_作業内容_: 以下の文書抜粋について、「さて、また興が乗ったので判例」から「参考となるものと捉えられる。」までを、「事業専有割合」をすべて「事業使用割合」に改めて記してください。

_文書抜粋_:

╭──

2018年5月5日土曜日

判例裁決紹介(平成27年9月2日裁決、高級車両の事業専有割合と必要経費算入)

さて、また興が乗ったので判例裁決紹介を作成しました。今回は平成27年9月2日裁決でベンツ等の高級車両の事業専有割合の算定と必要経費への算入が課題となった事例です。

具体的には医師として勤務しつつ、医業コンサルとしても事業活動する請求人が確定申告につき、必要経費として算入した車両(ベンツ、ジャガー等)減価償却費につき、その事業専有割合、減価償却方法(特に配偶者名義の車両に関する)が課題となった事例である。より具体的には車両の減価償却費の算定方法及び事業専有割合の算定方法において、課税庁と請求人の間で、約30%と70%と乖離が見られ、事業専有割合等の計算方法が非合理的であるとして更正処分を行ったことを不服としてその取消を求めた事例である。

本件は高級車の利用による事業への必要経費としてのそもそも必要性、経費としての該当性を直接的に課題としているものではないが、調査においてこのような高級車の利用は衆目を引くものであり、かかる点においてその争点の引き金を引いたものであろう。判断では特段その利用において事業への必要経費としての該当性を否定するような検討は行われていないが、いわば事業における相当性は、問題視されていない点は立証の観点でより、現実的ではあるが、このように事業実施における相当性を特段議論することなく、減価償却費としての利用に対して制約を付与することで、その利用を実質的に限定的に捉える点は、近年は本件のように事業専有割合が課題となることであろう。本件ではその事業専有割合の算定につき、一連のプロセス、特に車両という典型的な減価償却資産において事業への利用を判断している過程を示しており、かつ、家事関連費として明確に区分できない場合における必要経費算入否定する所得税施行令が組み合わさっており、特段、新規性を有するものではないかもしれないが、この種の事業と普段の生活において共用される共用資産を租税法規において、特に所得税法における事業所得の算定において評価されうるものであるのかという点は、実務上においても参考となるものと捉えられる。

╰──

_掲載データ一覧_:
╭──

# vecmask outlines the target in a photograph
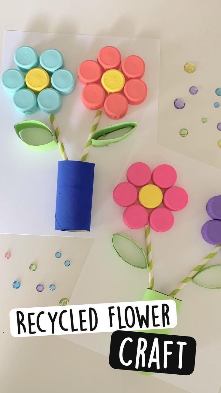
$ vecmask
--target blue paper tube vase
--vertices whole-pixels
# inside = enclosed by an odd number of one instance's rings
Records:
[[[95,164],[58,161],[55,229],[89,232]]]

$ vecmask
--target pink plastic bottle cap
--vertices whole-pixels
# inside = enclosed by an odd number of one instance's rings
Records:
[[[97,83],[101,77],[100,66],[94,60],[86,60],[78,68],[78,76],[83,84]]]
[[[121,71],[127,79],[142,78],[145,72],[145,63],[135,55],[128,56],[122,62]]]
[[[148,214],[146,209],[142,206],[132,205],[124,210],[123,220],[124,224],[129,228],[139,229],[146,224]]]
[[[129,104],[139,105],[143,102],[147,94],[147,86],[140,79],[131,79],[124,85],[124,93]]]
[[[114,46],[104,46],[99,50],[97,61],[104,71],[115,68],[121,65],[121,56],[119,51]]]
[[[144,162],[135,162],[128,168],[127,178],[130,183],[141,187],[149,183],[151,178],[151,170]]]
[[[172,228],[174,222],[173,213],[165,208],[157,208],[149,216],[151,228],[157,232],[166,232]]]
[[[188,194],[181,187],[171,187],[164,193],[163,202],[170,210],[181,210],[188,203]]]
[[[85,86],[81,93],[81,99],[85,107],[88,109],[97,110],[104,105],[105,93],[99,84],[91,83]]]
[[[120,206],[130,206],[137,198],[137,189],[127,182],[120,183],[114,189],[113,197],[116,203]]]
[[[125,116],[128,109],[126,99],[120,93],[110,94],[104,101],[104,111],[110,119],[121,119]]]
[[[157,167],[153,171],[153,182],[160,188],[169,188],[177,180],[177,173],[174,168],[167,164]]]

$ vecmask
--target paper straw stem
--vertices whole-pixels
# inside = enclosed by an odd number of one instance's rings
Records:
[[[81,158],[81,161],[86,161],[87,159],[87,157],[88,157],[88,152],[89,151],[89,149],[91,145],[91,138],[92,137],[93,134],[94,133],[95,131],[98,123],[99,123],[99,121],[100,120],[100,115],[101,114],[101,111],[99,110],[97,111],[96,115],[95,115],[95,118],[94,118],[94,120],[93,121],[93,125],[91,129],[91,130],[90,131],[90,133],[88,135],[88,140],[85,145],[85,147],[84,148],[84,152],[83,153],[83,155]]]
[[[149,285],[150,289],[153,289],[154,286],[154,279],[153,278],[151,242],[150,241],[150,225],[149,224],[146,225],[145,227],[145,237],[146,244],[146,255],[147,257]]]
[[[61,139],[61,136],[60,134],[60,132],[58,128],[58,126],[57,125],[57,123],[56,123],[54,115],[51,115],[50,116],[50,121],[52,126],[52,128],[55,134],[55,136],[57,138],[57,140],[58,141],[58,143],[60,149],[60,151],[61,153],[62,156],[62,158],[64,160],[68,160],[68,156],[67,156],[67,154],[65,151],[65,149],[64,149],[64,147],[63,144],[63,142],[62,141],[62,140]]]
[[[221,249],[221,244],[218,244],[218,245],[216,246],[216,247],[214,248],[212,252],[210,252],[209,254],[208,254],[205,258],[201,261],[201,263],[200,264],[197,265],[196,266],[195,268],[192,270],[192,272],[189,274],[188,275],[185,277],[185,278],[181,281],[181,283],[179,284],[177,286],[175,289],[174,289],[173,291],[169,294],[169,296],[175,296],[177,294],[178,294],[180,291],[181,290],[182,288],[185,286],[187,283],[188,283],[190,280],[192,279],[193,277],[194,277],[195,275],[198,273],[199,270],[201,270],[201,269],[205,266],[206,263],[208,262],[210,259],[212,259],[213,258],[215,255],[216,255],[217,253]]]

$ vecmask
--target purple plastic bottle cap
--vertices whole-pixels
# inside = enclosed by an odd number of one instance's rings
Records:
[[[209,199],[206,208],[212,219],[221,220],[221,195],[216,195]]]
[[[202,236],[207,243],[211,244],[221,243],[221,221],[210,220],[203,225],[201,231]]]

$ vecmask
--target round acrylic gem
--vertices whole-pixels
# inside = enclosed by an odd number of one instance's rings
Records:
[[[217,95],[221,95],[221,87],[217,87],[215,90],[215,92]]]
[[[195,86],[191,86],[189,89],[189,91],[191,94],[196,94],[198,92],[198,89]]]
[[[195,66],[193,63],[186,63],[184,66],[184,70],[188,73],[192,73],[195,70]]]
[[[21,283],[20,281],[18,281],[16,280],[16,281],[14,281],[13,283],[12,286],[15,289],[18,289],[21,286]]]
[[[31,263],[29,268],[31,272],[35,272],[37,268],[37,265],[36,263]]]
[[[36,287],[38,292],[42,292],[44,290],[44,285],[42,284],[38,284]]]
[[[176,98],[174,104],[177,109],[183,109],[186,105],[186,103],[183,98]]]
[[[181,128],[179,130],[179,134],[181,136],[187,136],[188,135],[188,131],[186,128]]]
[[[67,306],[69,303],[69,300],[66,298],[62,298],[59,301],[59,306]]]

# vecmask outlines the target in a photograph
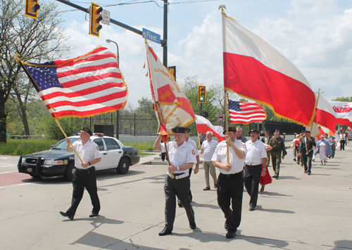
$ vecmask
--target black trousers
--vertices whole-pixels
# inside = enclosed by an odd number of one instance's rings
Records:
[[[231,222],[231,227],[228,230],[234,232],[241,223],[243,184],[242,171],[232,175],[220,173],[218,177],[218,204],[226,220]]]
[[[172,179],[169,176],[165,178],[165,227],[172,231],[176,213],[176,196],[181,201],[186,210],[189,224],[195,224],[194,211],[191,205],[189,186],[191,181],[188,176],[181,179]]]
[[[311,151],[310,153],[306,154],[306,153],[301,154],[302,157],[302,162],[304,166],[304,171],[310,173],[312,169],[312,158],[313,158],[313,152]]]
[[[191,199],[189,202],[191,202],[193,200],[193,196],[192,196],[192,192],[191,192],[191,184],[190,184],[191,183],[191,175],[192,174],[192,170],[193,170],[193,168],[191,168],[191,169],[189,169],[189,170],[188,171],[189,173],[189,175],[188,176],[188,178],[189,178],[189,192],[188,192],[188,194],[189,195],[189,198]],[[181,202],[181,200],[180,199],[178,199],[177,203],[182,204],[182,202]],[[183,204],[182,204],[182,206],[183,206]]]
[[[346,140],[341,140],[340,141],[340,150],[345,150],[345,144],[346,144]]]
[[[96,188],[96,176],[95,166],[88,169],[89,172],[85,169],[76,169],[73,173],[72,185],[73,192],[72,195],[71,206],[68,209],[66,213],[75,216],[77,208],[83,197],[84,188],[88,191],[93,205],[92,212],[99,213],[100,211],[100,202],[98,197],[98,189]]]
[[[274,160],[272,160],[272,165],[274,165]],[[261,171],[261,164],[256,166],[244,165],[244,173],[243,175],[244,186],[246,187],[247,193],[251,197],[249,204],[253,207],[256,207],[257,205],[258,192],[259,182],[260,181]]]

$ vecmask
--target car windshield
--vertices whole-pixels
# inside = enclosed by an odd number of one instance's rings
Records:
[[[80,140],[79,138],[70,138],[70,139],[71,140],[71,143],[73,143],[76,140]],[[56,143],[56,145],[54,145],[51,147],[51,149],[52,150],[66,150],[66,145],[67,145],[66,140],[65,139],[63,139],[63,140],[60,140],[58,143]]]

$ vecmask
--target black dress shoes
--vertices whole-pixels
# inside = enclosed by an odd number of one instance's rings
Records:
[[[64,213],[63,211],[60,212],[60,214],[62,215],[63,217],[68,217],[70,220],[73,220],[73,216],[68,215],[66,213]]]
[[[226,221],[225,222],[225,229],[227,230],[230,228],[231,228],[231,222],[226,220]]]
[[[168,235],[172,233],[172,231],[170,231],[168,228],[164,228],[161,232],[159,232],[159,236]]]
[[[96,217],[96,216],[98,216],[98,213],[92,212],[92,213],[89,214],[89,217]]]
[[[236,236],[236,232],[232,230],[228,230],[227,233],[226,234],[226,237],[228,239],[234,238],[235,236]]]

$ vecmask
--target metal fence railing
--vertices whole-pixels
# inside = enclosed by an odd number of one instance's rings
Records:
[[[207,117],[207,119],[215,126],[224,126],[224,122],[220,122],[216,117]],[[73,121],[75,126],[80,128],[87,126],[94,127],[94,125],[113,125],[114,131],[116,131],[116,112],[109,114],[101,114],[87,118],[75,118]],[[119,134],[126,136],[157,136],[158,121],[154,115],[139,115],[137,114],[119,115]],[[251,123],[249,124],[229,124],[229,126],[241,126],[243,134],[248,135],[252,129],[258,129],[259,131],[268,129],[270,134],[273,133],[275,129],[279,129],[280,133],[295,134],[304,130],[304,126],[290,121],[280,120],[265,120],[261,123]],[[196,136],[196,123],[189,126],[191,129],[191,136]]]

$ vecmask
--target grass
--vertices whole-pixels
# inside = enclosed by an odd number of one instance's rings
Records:
[[[7,143],[0,143],[1,155],[25,155],[36,152],[47,150],[51,148],[51,145],[56,144],[56,140],[43,140],[39,138],[30,139],[10,139],[7,138]],[[122,142],[125,145],[135,147],[138,150],[139,155],[151,155],[141,150],[153,150],[154,142]]]

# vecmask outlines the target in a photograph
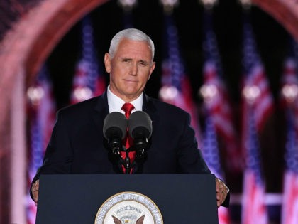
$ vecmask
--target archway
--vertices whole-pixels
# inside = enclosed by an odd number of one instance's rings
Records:
[[[11,102],[18,78],[29,83],[63,35],[85,14],[109,0],[44,0],[9,31],[0,48],[0,181],[9,180]],[[298,39],[298,4],[289,0],[253,0]],[[20,124],[21,126],[22,124]],[[3,162],[4,161],[4,162]],[[2,175],[3,174],[3,175]],[[7,186],[9,183],[6,182]],[[0,192],[0,199],[3,198]],[[0,200],[3,201],[3,200]],[[0,205],[1,206],[1,205]],[[4,206],[1,206],[4,207]]]

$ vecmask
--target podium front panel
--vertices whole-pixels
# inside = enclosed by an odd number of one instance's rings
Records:
[[[55,174],[40,176],[36,224],[94,223],[101,206],[126,191],[151,199],[163,223],[218,223],[214,175]]]

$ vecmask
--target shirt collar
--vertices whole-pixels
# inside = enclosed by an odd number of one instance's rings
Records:
[[[107,90],[107,97],[108,97],[108,105],[109,105],[109,112],[120,112],[124,114],[124,112],[121,110],[123,105],[126,102],[121,98],[117,97],[110,90],[110,85],[108,86]],[[132,112],[134,112],[136,110],[142,110],[143,107],[143,92],[135,100],[130,102],[135,109],[133,110]]]

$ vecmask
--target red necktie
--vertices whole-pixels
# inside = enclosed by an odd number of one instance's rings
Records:
[[[131,115],[131,111],[133,109],[135,109],[135,107],[133,107],[133,105],[130,102],[126,102],[125,104],[123,104],[121,108],[121,110],[125,112],[125,117],[126,117],[127,119],[128,119],[129,115]],[[126,149],[129,149],[130,145],[132,144],[132,141],[133,139],[129,136],[128,132],[127,132],[126,137],[125,138],[125,143],[126,143],[125,146]],[[121,151],[121,156],[123,159],[125,159],[126,153],[124,151]],[[128,156],[129,156],[129,159],[131,159],[131,164],[135,159],[136,151],[130,151],[128,153]]]

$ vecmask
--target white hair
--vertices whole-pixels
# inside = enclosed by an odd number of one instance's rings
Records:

╰──

_課題の結果_:
さて、また興が乗ったので判例裁決紹介を作成しました。今回は平成27年9月2日裁決でベンツ等の高級車両の事業使用割合の算定と必要経費への算入が課題となった事例です。

具体的には医師として勤務しつつ、医業コンサルとしても事業活動する請求人が確定申告につき、必要経費として算入した車両(ベンツ、ジャガー等)減価償却費につき、その事業使用割合、減価償却方法(特に配偶者名義の車両に関する)が課題となった事例である。より具体的には車両の減価償却費の算定方法及び事業使用割合の算定方法において、課税庁と請求人の間で、約30%と70%と乖離が見られ、事業使用割合等の計算方法が非合理的であるとして更正処分を行ったことを不服としてその取消を求めた事例である。

本件は高級車の利用による事業への必要経費としてのそもそも必要性、経費としての該当性を直接的に課題としているものではないが、調査においてこのような高級車の利用は衆目を引くものであり、かかる点においてその争点の引き金を引いたものであろう。判断では特段その利用において事業への必要経費としての該当性を否定するような検討は行われていないが、いわば事業における相当性は、問題視されていない点は立証の観点でより、現実的ではあるが、このように事業実施における相当性を特段議論することなく、減価償却費としての利用に対して制約を付与することで、その利用を実質的に限定的に捉える点は、近年は本件のように事業使用割合が課題となることであろう。本件ではその事業使用割合の算定につき、一連のプロセス、特に車両という典型的な減価償却資産において事業への利用を判断している過程を示しており、かつ、家事関連費として明確に区分できない場合における必要経費算入否定する所得税施行令が組み合わさっており、特段、新規性を有するものではないかもしれないが、この種の事業と普段の生活において共用される共用資産を租税法規において、特に所得税法における事業所得の算定において評価されうるものであるのかという点は、実務上においても参考となるものと捉えられる。